Your goal = If a record contains a picture, leave the picture out and transcribe everything else exactly.

Data section =

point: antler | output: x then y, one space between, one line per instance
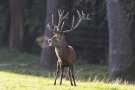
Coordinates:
61 18
81 17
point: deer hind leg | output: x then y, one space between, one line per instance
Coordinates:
69 75
62 69
57 72
72 74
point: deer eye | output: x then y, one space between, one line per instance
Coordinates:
56 38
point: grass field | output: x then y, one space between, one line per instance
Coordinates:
21 71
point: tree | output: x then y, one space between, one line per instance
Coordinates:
121 53
16 29
48 57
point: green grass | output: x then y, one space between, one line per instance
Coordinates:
34 77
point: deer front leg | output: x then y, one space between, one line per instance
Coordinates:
72 74
62 68
57 72
69 75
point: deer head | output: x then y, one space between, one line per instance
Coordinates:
58 37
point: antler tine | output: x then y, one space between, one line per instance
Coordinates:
62 26
48 26
81 17
60 19
53 21
65 17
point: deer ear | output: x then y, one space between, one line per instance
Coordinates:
54 33
62 36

Result =
point: antler | output: x then y, one space between, one line per instance
Coordinates:
61 18
81 17
point: deer hind leg | output: x then y, one space between, one line per instance
Coordinates:
69 75
62 69
57 72
72 74
point: deer eye | output: x then y, one space between, one line per instance
Coordinates:
56 38
point: grass field | output: x then y, one space between, one line per instance
Coordinates:
21 71
point: tree | output: x then y, one space between, one line per instance
Coordinates:
121 53
16 29
48 57
point: green grass | output: x then y, one space between, one line per instance
Coordinates:
34 77
point: deer front leg | output: x then y, one space between, one line per instance
Coordinates:
72 74
62 68
57 72
69 75
point: deer head | output: x then y, one space between, one line per instance
Coordinates:
58 37
point: antler tine | output: x then y, one space between, one line per instance
Coordinates:
62 26
48 26
81 17
60 19
53 21
65 17
point: deer ear | output: x then y, one space between, one line per instance
Coordinates:
54 33
62 36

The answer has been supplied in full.